START RECORDS PROVIDED

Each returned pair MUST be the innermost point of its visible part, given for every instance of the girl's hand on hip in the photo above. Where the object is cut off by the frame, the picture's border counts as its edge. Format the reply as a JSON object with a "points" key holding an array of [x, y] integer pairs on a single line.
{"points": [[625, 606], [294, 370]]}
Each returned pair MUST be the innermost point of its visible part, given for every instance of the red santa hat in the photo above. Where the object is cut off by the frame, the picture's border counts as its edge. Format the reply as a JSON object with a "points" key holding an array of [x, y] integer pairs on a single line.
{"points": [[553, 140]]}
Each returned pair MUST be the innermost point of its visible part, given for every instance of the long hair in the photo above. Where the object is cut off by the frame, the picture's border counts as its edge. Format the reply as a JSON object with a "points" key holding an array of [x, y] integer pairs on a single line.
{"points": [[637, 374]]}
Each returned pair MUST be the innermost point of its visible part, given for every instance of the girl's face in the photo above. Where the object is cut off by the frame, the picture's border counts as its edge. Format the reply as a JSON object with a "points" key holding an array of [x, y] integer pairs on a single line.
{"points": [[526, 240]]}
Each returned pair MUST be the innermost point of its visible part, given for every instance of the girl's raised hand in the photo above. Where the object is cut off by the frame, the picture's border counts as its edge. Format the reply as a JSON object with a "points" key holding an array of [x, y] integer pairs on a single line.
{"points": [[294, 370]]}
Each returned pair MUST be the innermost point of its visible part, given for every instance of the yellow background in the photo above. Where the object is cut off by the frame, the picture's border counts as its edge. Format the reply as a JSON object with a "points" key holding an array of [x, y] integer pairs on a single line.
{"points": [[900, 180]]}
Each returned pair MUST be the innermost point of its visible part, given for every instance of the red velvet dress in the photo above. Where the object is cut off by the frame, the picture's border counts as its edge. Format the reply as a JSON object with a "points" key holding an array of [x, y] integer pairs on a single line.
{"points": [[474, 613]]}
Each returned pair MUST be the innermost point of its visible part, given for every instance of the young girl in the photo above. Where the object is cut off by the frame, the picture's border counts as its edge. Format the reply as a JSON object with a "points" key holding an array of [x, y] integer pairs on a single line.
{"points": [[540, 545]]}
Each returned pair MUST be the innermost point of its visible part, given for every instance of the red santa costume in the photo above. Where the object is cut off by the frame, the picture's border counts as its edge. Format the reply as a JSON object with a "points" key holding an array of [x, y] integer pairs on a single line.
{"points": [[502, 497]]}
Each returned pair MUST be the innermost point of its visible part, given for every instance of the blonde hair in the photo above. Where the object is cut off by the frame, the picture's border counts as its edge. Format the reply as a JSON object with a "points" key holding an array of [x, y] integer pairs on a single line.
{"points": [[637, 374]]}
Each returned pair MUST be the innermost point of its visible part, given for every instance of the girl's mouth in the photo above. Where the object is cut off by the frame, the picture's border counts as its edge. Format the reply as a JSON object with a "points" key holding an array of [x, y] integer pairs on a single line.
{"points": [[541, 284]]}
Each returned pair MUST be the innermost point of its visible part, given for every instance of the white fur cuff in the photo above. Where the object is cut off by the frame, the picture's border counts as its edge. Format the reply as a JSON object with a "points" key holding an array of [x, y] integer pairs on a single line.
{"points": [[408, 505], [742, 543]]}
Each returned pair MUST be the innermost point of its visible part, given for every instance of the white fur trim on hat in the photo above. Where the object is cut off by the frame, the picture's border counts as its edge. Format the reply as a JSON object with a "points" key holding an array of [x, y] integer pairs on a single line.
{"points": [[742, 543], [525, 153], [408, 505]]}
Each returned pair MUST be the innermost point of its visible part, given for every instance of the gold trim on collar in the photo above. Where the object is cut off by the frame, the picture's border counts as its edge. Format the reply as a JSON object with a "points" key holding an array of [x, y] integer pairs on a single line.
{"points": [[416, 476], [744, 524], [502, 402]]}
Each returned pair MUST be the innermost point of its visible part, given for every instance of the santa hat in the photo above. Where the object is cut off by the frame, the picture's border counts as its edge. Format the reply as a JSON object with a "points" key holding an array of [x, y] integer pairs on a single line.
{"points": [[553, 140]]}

END RECORDS PROVIDED

◆ TASK STATEMENT:
The response should reproduce every entry above exactly.

◆ YOUR RESPONSE:
Each returned pair MUST be the innermost point of its visible part, given for every instance of the girl's hand on hip in the photo above. Where the object is cut off by the frame, the picture's border counts as its edge. Format the reply as a JSON object with a "points" key holding an array of [x, y] integer pairs on a single line.
{"points": [[625, 606], [294, 370]]}
Each returned pair MUST be the innermost point of its visible part, given for every instance of the red santa hat in the photo above. Where the object is cut off by the frame, the picture's border counts as its edge. Format the reply as a JSON object with a "points" key holding an array of [x, y] integer pairs on a single line.
{"points": [[553, 140]]}
Each returned pair MUST be the innermost point of its visible part, given for every instance of the long hair in the photo above. Where the object is cut off by the frame, the picture's border counts as its edge. Format the reply as a JSON object with a "points" key holding an array of [x, y] integer pairs on a single line.
{"points": [[637, 374]]}
Each returned pair MUST be the innermost point of its visible part, given for every instance of the girl's face in the photo above. Where the object is cut off by the frame, the picture's border counts as its edge. Format the reply as a JSON object with a "points" key holding an array of [x, y] integer pairs on a single line.
{"points": [[526, 240]]}
Each returned pair MUST be the innermost point of its visible part, given for every instance of the girl's raised hand in the photo above. Where the object is cut off by the frame, the picture's border counts as its edge. Format the reply as a JSON object with a "points" key holding an array of [x, y] integer pairs on a single line.
{"points": [[294, 370]]}
Each returned pair MUST be the innermost point of its visible part, given for every instance of the yellow background in the photo above. Where the object is cut off by the frame, the picture's border counts as its edge. Format the reply as a JSON object with a "points" key holding an array of [x, y] integer pairs on a single line.
{"points": [[900, 180]]}
Each returned pair MUST be the innermost point of its visible part, given for every instance of the red velvet dress in the photo above. Where the object is cut off by the frame, the picture's border counts as its edge. Format the reply as a JSON object with a "points" key holding an array of [x, y] integer pairs on a single line.
{"points": [[474, 613]]}
Each returned pair MUST be the innermost point of its visible part, given for every instance of the young girl in the photo above. Where the object is cut off by the frame, the picture's border counts as its edge. Format the reply as a JSON object with a "points" key holding an array of [x, y] integer pairs on a single line.
{"points": [[540, 545]]}
Each returned pair MUST be the innermost point of its visible part, given for every instance of the red santa costume in the photo above. Where the object is cut off by the frame, the picture's border counts as its edge. Format the reply as a JSON object with a "points" key holding an array of [x, y] integer pairs on a single line.
{"points": [[502, 497]]}
Each returned pair MUST be the innermost point of its visible part, given for every instance of the blonde hair in the photo above. Where the object is cut off by the frame, the picture's border counts as its edge. Format the reply as a JSON object with a "points" key holding an array of [x, y] integer pairs on a single line.
{"points": [[637, 374]]}
Each returned pair MUST be the innermost point of its visible part, given for every instance of the girl's mouth in the photo above. Where the object is cut off by the frame, the picture's border counts as its edge. Format the reply as a JSON object with a "points" key holding an array of [x, y] integer pairs on a single line.
{"points": [[541, 284]]}
Each returned pair MUST be the innermost point of its visible part, given for every instance of the white fur cuff in the photo above. Where the object is cut off by the frame, the picture's border counts as its edge. Format the reply as a JSON object with a "points" key holding an array of [x, y] integer pairs on a single line.
{"points": [[408, 505], [742, 543]]}
Each returned pair MUST be the innermost point of its visible part, given for every instance of the white fur trim on hat in the photo above. Where the object is cut off by the frame, the picture's border counts as its edge. Format the reply as a JSON object with a "points" key holding an array of [x, y] integer pairs on a single line.
{"points": [[742, 543], [525, 153], [408, 505]]}
Each returned pair MUST be the innermost point of its visible part, given for every instance of the gold trim on collar in the photo above. Where the object is cut off by the frame, the picture's border counts as its edge. Format the reply as a JSON object with a "points" key holding an array of [x, y] integer pairs on a single line.
{"points": [[416, 476], [744, 524], [502, 402]]}
Each returned pair MUST be the innermost point of its visible part, given for every instance of the santa hat in the photo above. Where the object is cut off by the frame, the picture's border counts as its edge. Format the reply as a JSON object with a "points" key holding an array of [x, y] integer pairs on a single line.
{"points": [[553, 140]]}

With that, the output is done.